**Quoted passage**:
--
Numerical stability¶

A short guide to dtype choice, finite-difference \(\varepsilon\) tuning, and reorthogonalization defaults.

Dtype¶

dtype	Where it makes sense	Caveats
fp64	Validation tests, small models, papers that quote eigenvalues to 6+ sig figs	Slow; doubles memory; CUDA kernels less optimized
fp32	Most analysis on models up to ~1B params	The default
bf16	LLM scale (≥7B), where fp32 master copies are infeasible	Per-matvec noise on the order of 1%
fp16	Generally avoid for HVP — narrow exponent range underflows	Use bf16 instead at scale

The library inherits the operator's dtype from the model parameters. Cast the model with model.to(torch.float64) for high-precision validation.

Finite-difference HVP \(\varepsilon\) selection¶

The central-difference approximation \(Hv \approx (\nabla L(\theta + \varepsilon v) - \nabla L(\theta - \varepsilon v)) / 2\varepsilon\) has two competing error sources:

Truncation bias: \(O(\varepsilon^2 \cdot \|v\| \cdot \|\nabla^3 L\|)\)
Roundoff (cancellation): \(O(\varepsilon_\text{machine} \cdot \|\nabla L\| / \varepsilon)\)

Optimal \(\varepsilon\) minimizes their sum at \(\varepsilon^* \approx \varepsilon_\text{machine}^{1/3}\):

dtype	Optimal \(\varepsilon\)	Best-case relative error	Realistic relative error
fp64	\(\sim 10^{-5}\)	\(\sim 10^{-10}\)	\(\sim 10^{-9}\)
fp32	\(\sim 10^{-3}\)	\(\sim 10^{-6}\)	\(\sim 10^{-5}\) to \(10^{-4}\)
--
**Available data**:

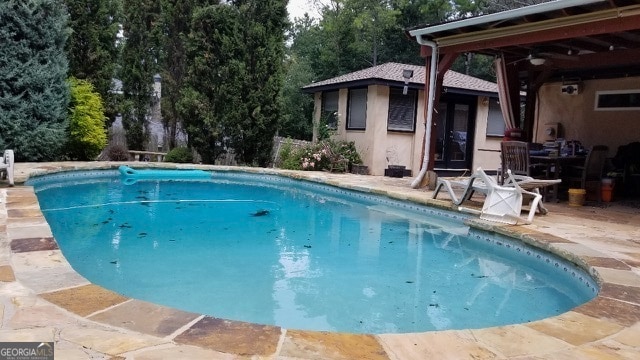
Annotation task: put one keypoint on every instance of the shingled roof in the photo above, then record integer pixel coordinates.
(390, 74)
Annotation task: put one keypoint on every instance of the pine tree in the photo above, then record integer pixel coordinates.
(211, 92)
(263, 33)
(141, 55)
(176, 18)
(232, 97)
(92, 47)
(33, 69)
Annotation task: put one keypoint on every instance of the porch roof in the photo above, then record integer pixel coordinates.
(390, 74)
(574, 37)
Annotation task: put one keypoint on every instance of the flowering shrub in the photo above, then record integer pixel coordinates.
(325, 155)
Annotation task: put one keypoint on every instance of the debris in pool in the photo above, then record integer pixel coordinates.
(479, 276)
(261, 212)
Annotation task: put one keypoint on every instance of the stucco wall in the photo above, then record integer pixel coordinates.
(486, 150)
(579, 120)
(380, 148)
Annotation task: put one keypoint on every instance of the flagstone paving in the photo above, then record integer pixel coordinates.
(43, 299)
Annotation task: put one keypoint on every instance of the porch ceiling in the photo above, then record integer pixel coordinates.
(587, 39)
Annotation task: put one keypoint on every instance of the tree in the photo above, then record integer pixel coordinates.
(33, 69)
(141, 55)
(92, 48)
(176, 19)
(265, 22)
(212, 87)
(87, 134)
(296, 120)
(231, 98)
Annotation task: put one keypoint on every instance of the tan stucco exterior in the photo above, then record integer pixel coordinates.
(580, 121)
(380, 148)
(486, 149)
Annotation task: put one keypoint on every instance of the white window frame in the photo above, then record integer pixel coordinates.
(494, 106)
(361, 108)
(396, 124)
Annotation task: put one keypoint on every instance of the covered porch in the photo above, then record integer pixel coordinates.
(577, 62)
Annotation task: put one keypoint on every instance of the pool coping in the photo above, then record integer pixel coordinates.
(609, 325)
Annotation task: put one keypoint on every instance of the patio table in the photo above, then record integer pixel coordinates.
(553, 166)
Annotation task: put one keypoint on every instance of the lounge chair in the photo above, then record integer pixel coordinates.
(6, 166)
(503, 203)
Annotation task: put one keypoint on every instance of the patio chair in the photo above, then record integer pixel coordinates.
(515, 157)
(6, 166)
(502, 203)
(590, 174)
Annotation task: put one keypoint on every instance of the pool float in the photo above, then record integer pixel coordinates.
(130, 175)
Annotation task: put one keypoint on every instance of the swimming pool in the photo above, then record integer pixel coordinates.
(300, 255)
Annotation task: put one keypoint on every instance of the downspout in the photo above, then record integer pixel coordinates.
(430, 104)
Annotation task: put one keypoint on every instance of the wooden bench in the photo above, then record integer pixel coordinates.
(147, 155)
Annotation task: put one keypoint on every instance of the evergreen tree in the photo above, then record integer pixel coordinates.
(92, 48)
(141, 55)
(176, 18)
(210, 93)
(33, 68)
(231, 98)
(263, 31)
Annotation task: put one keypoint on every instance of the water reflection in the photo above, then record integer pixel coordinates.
(313, 261)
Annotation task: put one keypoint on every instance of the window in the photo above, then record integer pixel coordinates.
(495, 120)
(330, 109)
(357, 119)
(402, 110)
(617, 100)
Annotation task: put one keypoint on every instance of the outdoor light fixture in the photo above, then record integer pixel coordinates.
(537, 61)
(406, 74)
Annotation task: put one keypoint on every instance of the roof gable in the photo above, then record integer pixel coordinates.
(391, 74)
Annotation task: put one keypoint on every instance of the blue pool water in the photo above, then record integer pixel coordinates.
(274, 250)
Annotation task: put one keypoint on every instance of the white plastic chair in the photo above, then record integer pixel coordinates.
(6, 166)
(502, 203)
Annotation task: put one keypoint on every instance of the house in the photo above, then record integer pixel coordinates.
(577, 61)
(381, 110)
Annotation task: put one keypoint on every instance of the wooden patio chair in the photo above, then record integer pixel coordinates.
(515, 157)
(589, 175)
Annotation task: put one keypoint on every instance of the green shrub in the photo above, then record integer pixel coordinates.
(289, 156)
(87, 135)
(179, 155)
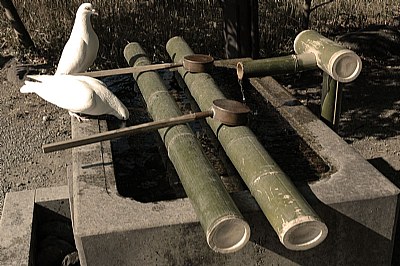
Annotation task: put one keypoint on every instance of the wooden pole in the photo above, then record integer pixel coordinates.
(293, 219)
(16, 22)
(224, 226)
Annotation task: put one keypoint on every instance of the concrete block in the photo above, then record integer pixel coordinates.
(17, 224)
(16, 228)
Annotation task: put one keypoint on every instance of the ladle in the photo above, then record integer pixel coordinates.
(195, 63)
(228, 112)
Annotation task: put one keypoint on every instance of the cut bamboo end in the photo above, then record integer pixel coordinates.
(229, 234)
(345, 66)
(303, 233)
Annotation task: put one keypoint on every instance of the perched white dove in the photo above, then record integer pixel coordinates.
(80, 51)
(77, 94)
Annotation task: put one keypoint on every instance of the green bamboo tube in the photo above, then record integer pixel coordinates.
(297, 225)
(341, 64)
(276, 66)
(331, 100)
(226, 230)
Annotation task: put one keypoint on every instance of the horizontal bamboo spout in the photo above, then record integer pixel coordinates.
(276, 65)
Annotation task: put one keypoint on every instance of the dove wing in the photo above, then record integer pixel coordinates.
(73, 57)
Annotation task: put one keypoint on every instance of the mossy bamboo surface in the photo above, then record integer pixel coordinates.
(225, 229)
(293, 219)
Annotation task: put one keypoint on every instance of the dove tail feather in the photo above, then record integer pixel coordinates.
(29, 87)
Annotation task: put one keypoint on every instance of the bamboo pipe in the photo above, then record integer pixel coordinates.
(276, 65)
(341, 64)
(297, 225)
(225, 229)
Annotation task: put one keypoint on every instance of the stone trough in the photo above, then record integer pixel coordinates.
(357, 203)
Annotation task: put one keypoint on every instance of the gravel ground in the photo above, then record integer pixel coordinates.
(28, 122)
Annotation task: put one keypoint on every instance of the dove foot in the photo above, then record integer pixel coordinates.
(80, 118)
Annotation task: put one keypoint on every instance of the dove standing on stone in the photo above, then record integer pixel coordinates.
(77, 94)
(80, 51)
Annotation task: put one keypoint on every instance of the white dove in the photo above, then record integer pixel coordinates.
(80, 51)
(77, 94)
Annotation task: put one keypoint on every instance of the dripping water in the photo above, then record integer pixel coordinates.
(242, 91)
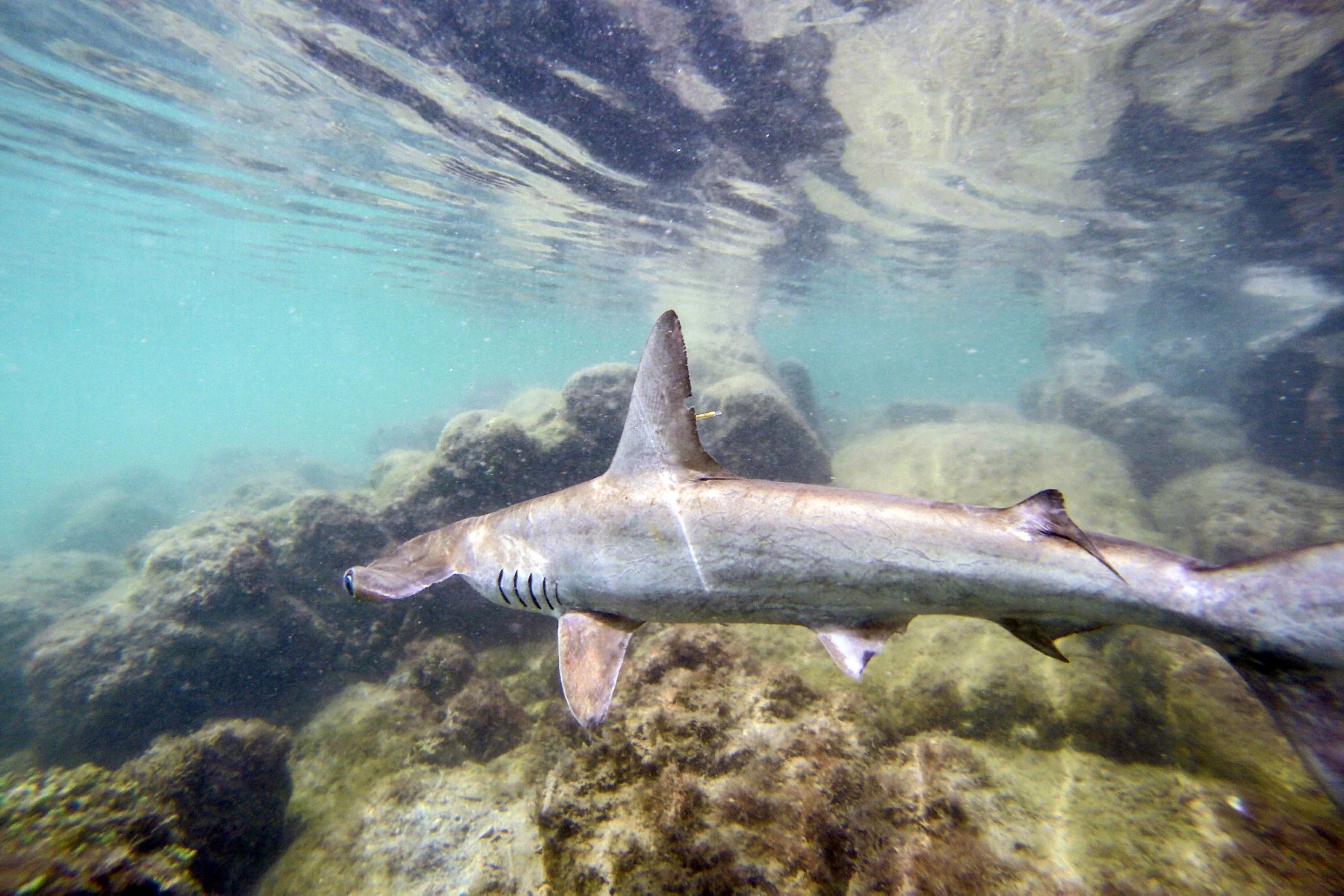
--
**Tasks and exercises**:
- a) According to the numerical stability guide, where does the library get the operator's dtype from?
- b) Extend the numerical stability guide, picking up right after its last table row.
The records have nothing to do with the numerical stability guide.

**Answers per task**:
- a) It inherits the dtype from the model parameters.

- b)
bf16	\(\sim 0.1\)	\(\sim 10^{-2}\)	\(\sim 10^{-2}\) to \(5 \cdot 10^{-2}\)

HessianOperator(method="finite_difference") selects these defaults automatically. Override with fd_eps=.

For LLM-scale spectral analysis where you're already in bf16, the finite-difference noise is dominated by precision noise of the gradient itself — finite-difference is the right tool. For high-precision eigenvalue claims on small models, use the autograd path in fp32 or fp64.

Reorthogonalization in Lanczos¶

Without reorthogonalization, classical Lanczos loses orthogonality after enough steps and produces ghost eigenvalues — duplicated copies of converged eigenvalues that pollute the result (Paige 1976). The fix is full Gram-Schmidt against all prior basis vectors after each step, at \(O(m^2 n)\) cost.

lanczos(operator, ..., reorthogonalize=None) defaults to True for max_iter <= 50 and False for larger Krylov dimensions. If you're analyzing a Hessian known to have many near-degenerate eigenvalues — common for transformers — keep reorthogonalization on regardless.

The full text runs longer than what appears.